* Compito da svolgere *
Elenca, per favore, tutte le persone citate per nome e cognome nell'articolo sugli indumenti donati alla Caritas.

------ Articolo ------

Il 15 settembre 2015 Giampiero Cesarini parla al telefono con Vittorio Guarino della società Eurofrip. In quel momento, secondo quanto ricostruito grazie alle intercettazioni telefoniche, lui e la moglie Rosa Contiello stanno insaccano indumenti donati dalla Caritas e raccolti nella chiesa di Sant'Ignazio: «Vittò», dice l'uomo all'amico, «sto mettendo dentro le buste 4 o 5 metri cubi di roba, hai capito? Quattro, cinque metri cubi! Tutta roba che arriva dalla Caritas di via Fra Ignazio, dove andasti con Rosa a parlare. Non l'ho mandata a via Po, ok?» In sostanza, secondo le accuse, quegli indumenti, regalati dai sardi per fare beneficenza, erano stati «imbustati e portati via senza alcuna cernita preliminare» dell'ente caritatevole, come invece sarebbe dovuto avvenire, così «l'intero carico» era stato «portato via per essere mandato a Casoria» alla società Eurofrip.

------ Righe salvate ------

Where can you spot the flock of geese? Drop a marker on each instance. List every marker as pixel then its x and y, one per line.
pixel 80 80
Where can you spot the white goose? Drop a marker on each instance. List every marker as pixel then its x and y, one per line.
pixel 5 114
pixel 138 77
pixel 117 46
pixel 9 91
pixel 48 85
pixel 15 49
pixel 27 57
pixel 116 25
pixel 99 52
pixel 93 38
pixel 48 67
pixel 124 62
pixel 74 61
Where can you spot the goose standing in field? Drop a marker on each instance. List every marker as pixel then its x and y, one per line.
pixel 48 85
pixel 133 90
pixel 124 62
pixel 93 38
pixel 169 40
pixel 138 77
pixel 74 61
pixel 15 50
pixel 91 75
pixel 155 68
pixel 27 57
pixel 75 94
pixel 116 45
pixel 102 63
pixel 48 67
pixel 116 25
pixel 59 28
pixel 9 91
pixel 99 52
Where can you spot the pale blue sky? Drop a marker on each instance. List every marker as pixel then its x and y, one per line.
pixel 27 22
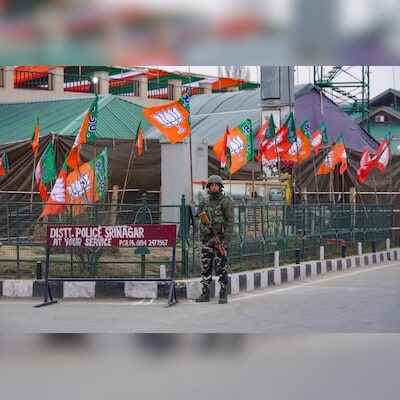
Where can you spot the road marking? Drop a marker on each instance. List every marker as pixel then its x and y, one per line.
pixel 346 273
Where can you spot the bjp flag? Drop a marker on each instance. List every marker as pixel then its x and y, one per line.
pixel 336 155
pixel 300 149
pixel 240 146
pixel 172 119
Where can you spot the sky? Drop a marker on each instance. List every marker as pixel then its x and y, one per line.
pixel 381 77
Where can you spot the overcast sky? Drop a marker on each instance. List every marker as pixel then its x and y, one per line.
pixel 381 77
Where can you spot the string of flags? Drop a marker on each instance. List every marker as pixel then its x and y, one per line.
pixel 235 148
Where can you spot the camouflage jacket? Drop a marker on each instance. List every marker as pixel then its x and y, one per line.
pixel 220 211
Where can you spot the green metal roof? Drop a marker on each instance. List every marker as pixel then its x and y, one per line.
pixel 117 118
pixel 185 78
pixel 380 131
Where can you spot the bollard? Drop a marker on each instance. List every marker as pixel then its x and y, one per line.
pixel 298 256
pixel 38 270
pixel 163 271
pixel 343 251
pixel 276 258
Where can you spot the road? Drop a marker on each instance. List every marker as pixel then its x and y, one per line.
pixel 359 300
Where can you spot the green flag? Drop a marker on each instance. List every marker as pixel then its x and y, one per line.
pixel 100 168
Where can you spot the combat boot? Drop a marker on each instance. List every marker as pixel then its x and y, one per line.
pixel 223 296
pixel 205 295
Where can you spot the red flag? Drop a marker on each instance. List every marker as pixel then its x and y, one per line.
pixel 364 167
pixel 382 155
pixel 380 160
pixel 276 146
pixel 139 139
pixel 87 133
pixel 56 203
pixel 336 155
pixel 172 119
pixel 35 139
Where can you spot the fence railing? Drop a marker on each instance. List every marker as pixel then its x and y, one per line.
pixel 32 80
pixel 259 231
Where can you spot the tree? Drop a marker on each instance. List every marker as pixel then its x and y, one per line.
pixel 234 71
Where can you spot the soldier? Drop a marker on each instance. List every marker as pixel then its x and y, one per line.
pixel 220 211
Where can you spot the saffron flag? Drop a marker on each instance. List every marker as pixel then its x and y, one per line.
pixel 380 160
pixel 275 147
pixel 300 149
pixel 88 183
pixel 47 164
pixel 41 187
pixel 222 151
pixel 139 139
pixel 319 138
pixel 35 139
pixel 382 155
pixel 4 164
pixel 57 199
pixel 87 133
pixel 172 119
pixel 364 167
pixel 336 155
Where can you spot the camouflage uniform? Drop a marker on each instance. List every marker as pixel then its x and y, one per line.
pixel 220 211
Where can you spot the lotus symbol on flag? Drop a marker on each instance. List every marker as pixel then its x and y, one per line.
pixel 236 145
pixel 170 117
pixel 58 193
pixel 79 187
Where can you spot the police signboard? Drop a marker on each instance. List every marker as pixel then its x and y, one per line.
pixel 111 236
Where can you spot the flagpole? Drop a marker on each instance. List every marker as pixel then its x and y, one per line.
pixel 191 168
pixel 315 178
pixel 358 187
pixel 33 178
pixel 7 208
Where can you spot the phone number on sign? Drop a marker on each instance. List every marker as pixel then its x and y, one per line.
pixel 143 242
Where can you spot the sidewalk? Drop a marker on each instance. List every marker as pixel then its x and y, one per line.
pixel 191 288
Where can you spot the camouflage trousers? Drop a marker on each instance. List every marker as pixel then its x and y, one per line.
pixel 208 254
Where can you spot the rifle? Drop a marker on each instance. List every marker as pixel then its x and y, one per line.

------

* Soluzione esercizio *
Giampiero Cesarini
Vittorio Guarino
Rosa Contiello